━━━━━ Selected text

Research In Lag Time Set To Determine The Future Of Telesurgery

Advancements in robotic surgery continue to make headlines, especially with the latest news about Ethicon, a medical device company in the Johnson & Johnson family, entering into a partnership with the Life Sciences team at Google to develop surgical robotics. But what is the real future of medical robots?

One area of current research, performed by the Florida Hospital Nicholson Center, is taking a look at how to bring the Internet to robotic surgery by tackling the latency, or lag time, that occurs during remote procedures. Latency is a particularly important measure for telesurgery because it determines how safely a surgeon can operate with delayed video and control signals. It is also where the bottleneck in technology has traditionally existed.

Telesurgery has been in existence for some time, but there have been substantial barriers to its implementation, including adequate bandwidth and delays in video feedback. This type of surgical innovation has been of interest to the military, and while it has previously been tested between countries, our research is primarily focused on testing lag times across technology-rich locations, such as hospital campuses domestically.

To launch the current test, we first had to discover how much latency a surgeon could tolerate while still performing a successful surgery. We accomplished this with simulators of the robot which could be programmed with specific latency levels for different experienced surgeons in the experiment.

During the latency test, we learned that surgeons could feel a lag in their movements at 300 milliseconds and higher. In the 300-500 milliseconds range, surgeons compensated for the lag by slowing their movements and becoming more conscious about each step. After some practice, the surgeons’ movements at this level were no longer one fluid stroke, but a sequence of individual steps connected together.

━━━━━━━━━━
━━━━━ Extracted material

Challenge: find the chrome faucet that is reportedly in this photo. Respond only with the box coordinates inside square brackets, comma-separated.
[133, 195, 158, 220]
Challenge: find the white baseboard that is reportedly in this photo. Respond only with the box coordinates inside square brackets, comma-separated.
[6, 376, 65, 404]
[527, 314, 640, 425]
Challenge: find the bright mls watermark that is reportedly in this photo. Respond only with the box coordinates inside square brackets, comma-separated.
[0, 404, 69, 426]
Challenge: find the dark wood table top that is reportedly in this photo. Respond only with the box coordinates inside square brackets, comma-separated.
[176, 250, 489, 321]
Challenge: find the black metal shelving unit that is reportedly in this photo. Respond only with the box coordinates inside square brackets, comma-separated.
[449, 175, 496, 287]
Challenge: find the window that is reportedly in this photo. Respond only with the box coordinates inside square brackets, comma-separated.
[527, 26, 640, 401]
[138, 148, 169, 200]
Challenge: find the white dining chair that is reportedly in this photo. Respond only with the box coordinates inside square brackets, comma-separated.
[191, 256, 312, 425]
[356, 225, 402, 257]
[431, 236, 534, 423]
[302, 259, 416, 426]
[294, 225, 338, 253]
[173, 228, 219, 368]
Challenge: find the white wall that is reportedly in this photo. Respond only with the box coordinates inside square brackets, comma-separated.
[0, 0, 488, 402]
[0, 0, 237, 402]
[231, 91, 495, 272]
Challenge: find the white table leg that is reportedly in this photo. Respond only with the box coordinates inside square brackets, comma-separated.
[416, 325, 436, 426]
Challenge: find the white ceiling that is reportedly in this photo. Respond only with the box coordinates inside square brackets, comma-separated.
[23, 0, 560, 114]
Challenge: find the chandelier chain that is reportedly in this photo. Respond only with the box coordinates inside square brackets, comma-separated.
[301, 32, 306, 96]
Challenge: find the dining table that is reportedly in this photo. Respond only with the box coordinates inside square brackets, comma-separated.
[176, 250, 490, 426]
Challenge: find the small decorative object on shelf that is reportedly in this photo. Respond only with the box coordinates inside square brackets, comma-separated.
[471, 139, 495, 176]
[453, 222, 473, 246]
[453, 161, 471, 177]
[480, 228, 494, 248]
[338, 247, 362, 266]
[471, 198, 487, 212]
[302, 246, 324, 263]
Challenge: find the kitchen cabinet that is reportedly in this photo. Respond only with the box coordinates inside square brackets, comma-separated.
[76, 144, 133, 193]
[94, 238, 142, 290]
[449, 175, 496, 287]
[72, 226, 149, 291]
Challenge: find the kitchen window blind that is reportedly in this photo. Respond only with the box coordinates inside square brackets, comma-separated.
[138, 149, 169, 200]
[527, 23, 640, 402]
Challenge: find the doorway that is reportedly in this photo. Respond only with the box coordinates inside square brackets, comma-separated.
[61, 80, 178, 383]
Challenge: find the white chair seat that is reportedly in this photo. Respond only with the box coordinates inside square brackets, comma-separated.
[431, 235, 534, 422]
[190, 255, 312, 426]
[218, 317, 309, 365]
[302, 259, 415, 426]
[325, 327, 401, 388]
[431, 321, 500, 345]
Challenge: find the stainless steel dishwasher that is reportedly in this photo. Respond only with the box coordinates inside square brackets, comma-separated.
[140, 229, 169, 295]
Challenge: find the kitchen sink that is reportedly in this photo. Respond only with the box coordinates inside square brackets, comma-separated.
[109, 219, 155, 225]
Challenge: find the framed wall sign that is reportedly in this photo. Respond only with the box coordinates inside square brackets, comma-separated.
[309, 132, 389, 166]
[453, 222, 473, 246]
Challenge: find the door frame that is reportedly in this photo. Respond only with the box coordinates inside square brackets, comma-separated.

━━━━━━━━━━

(Exercise aim)
Render this sentence from the telesurgery article in Spanish: "During the latency test, we learned that surgeons could feel a lag in their movements at 300 milliseconds and higher." The records were taken from a separate source, not from the telesurgery article.

(Response to this exercise)
Durante la prueba de latencia, aprendimos que los cirujanos podían sentir un retraso en sus movimientos a 300 milisegundos o más.